Dicen que el tiempo es melancolía, y cuando se para lo llaman eternidad. La melancolía es una tristeza que ha perdido la esperanza. De ella, ya advertía Flaubert, hay que tener cuidado porque llega a convertirse en vicio, y puede matarnos mucho más rápido que cualquier bacteria. Pero, qué quieren, la tristeza nos sobrevuela. La leo por todas partes, asociada a una Navidad pandémica sin contactos, y hasta en los titulares de los partidos de fútbol. Por ejemplo, “Cristiano hunde a un Barcelona de lo más triste”. En un mundo excepcionalmente deprimido, la idea de que la calidad y la eficacia tienen que ver directamente con la alegría gana adeptos.

La incidencia del coronavirus en España ha descendido hasta alcanzar los niveles de finales de agosto. Pero eso no significa que haya que bajar la guardia y no mantener previsoramente un índice de emociones acorde con las circunstancias. El presidente del Principado explicó que las medidas de confinamiento y el cierre de actividades y negocios habían contribuido eficazmente a reducir las elevadas cifras de contagios de un noviembre terrible. No le falta razón, aunque algunos aprovecharán para criticarlo porque se trata de una aparente obviedad. Si uno no se baña en el mar las posibilidades de ahogarse se reducen considerablemente. Con los bares y los restaurantes cerrados el riesgo de contagiarse en ellos es prácticamente nulo, pero esa situación es imposible eternizarla como el tiempo que se detiene y llamamos melancolía.

El problema puede que esté en saber compatibilizar la alegría productiva con la tristeza de la enfermedad que obliga a paralizarla. La pregunta es cómo se hace sin que el país tenga que sufrir una nueva oleada catastrófica de contagios en enero. Nadie tiene la respuesta porque este virus que parece perfectamente entrenado para matar no se detiene fácilmente. Por eso hay quienes descreen de sus supuestos orígenes naturales y la simple sospecha contribuye todavía más a deprimirnos.

Lista de tareas:
**a)** Cita literalmente el pasaje del fragmento que va desde "La incidencia del" hasta "y llamamos melancolía.", ambos incluidos.
**b)** Según el fragmento, ¿por qué algunos aprovecharán para criticar al presidente del Principado?

Ítems listados:
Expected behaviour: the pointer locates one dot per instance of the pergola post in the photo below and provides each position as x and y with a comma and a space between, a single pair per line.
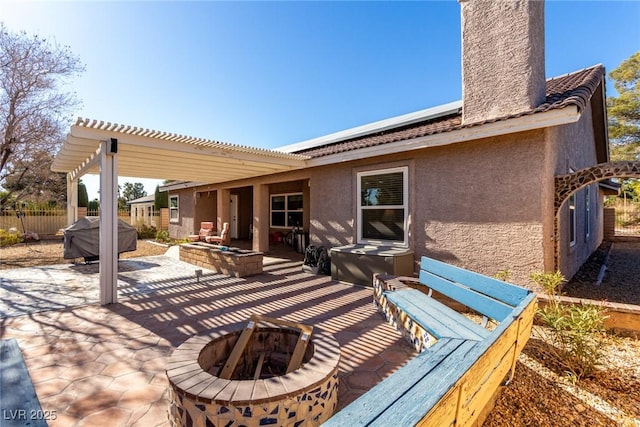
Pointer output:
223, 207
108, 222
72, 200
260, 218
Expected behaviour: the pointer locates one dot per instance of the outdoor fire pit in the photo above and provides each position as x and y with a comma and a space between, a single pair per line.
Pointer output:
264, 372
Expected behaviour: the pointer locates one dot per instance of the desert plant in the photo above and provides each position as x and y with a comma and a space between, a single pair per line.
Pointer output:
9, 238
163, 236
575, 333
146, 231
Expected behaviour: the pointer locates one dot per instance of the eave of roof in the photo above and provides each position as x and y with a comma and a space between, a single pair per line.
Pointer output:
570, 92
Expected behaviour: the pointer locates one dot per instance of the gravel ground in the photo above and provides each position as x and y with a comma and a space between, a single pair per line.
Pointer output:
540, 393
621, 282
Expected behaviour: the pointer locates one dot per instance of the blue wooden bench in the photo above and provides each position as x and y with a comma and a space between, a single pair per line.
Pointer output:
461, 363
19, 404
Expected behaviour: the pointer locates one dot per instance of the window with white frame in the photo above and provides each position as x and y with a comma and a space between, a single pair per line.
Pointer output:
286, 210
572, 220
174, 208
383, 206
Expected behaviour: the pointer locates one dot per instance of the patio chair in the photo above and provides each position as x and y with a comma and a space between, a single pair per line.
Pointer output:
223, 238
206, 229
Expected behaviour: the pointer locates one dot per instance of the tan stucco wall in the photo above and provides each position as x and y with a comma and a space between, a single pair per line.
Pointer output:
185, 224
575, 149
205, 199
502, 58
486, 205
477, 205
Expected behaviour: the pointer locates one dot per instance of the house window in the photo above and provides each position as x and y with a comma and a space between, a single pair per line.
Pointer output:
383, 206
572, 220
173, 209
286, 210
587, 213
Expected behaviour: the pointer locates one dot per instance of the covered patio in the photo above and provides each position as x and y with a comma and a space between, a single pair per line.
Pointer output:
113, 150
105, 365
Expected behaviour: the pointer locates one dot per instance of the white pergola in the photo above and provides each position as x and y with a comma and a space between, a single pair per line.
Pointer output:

Soluciones por tarea:
**a)**
La incidencia del coronavirus en España ha descendido hasta alcanzar los niveles de finales de agosto. Pero eso no significa que haya que bajar la guardia y no mantener previsoramente un índice de emociones acorde con las circunstancias. El presidente del Principado explicó que las medidas de confinamiento y el cierre de actividades y negocios habían contribuido eficazmente a reducir las elevadas cifras de contagios de un noviembre terrible. No le falta razón, aunque algunos aprovecharán para criticarlo porque se trata de una aparente obviedad. Si uno no se baña en el mar las posibilidades de ahogarse se reducen considerablemente. Con los bares y los restaurantes cerrados el riesgo de contagiarse en ellos es prácticamente nulo, pero esa situación es imposible eternizarla como el tiempo que se detiene y llamamos melancolía.

**b)** Lo criticarán porque su explicación, que las medidas de confinamiento y el cierre de actividades y negocios contribuyeron a reducir los contagios, es una aparente obviedad.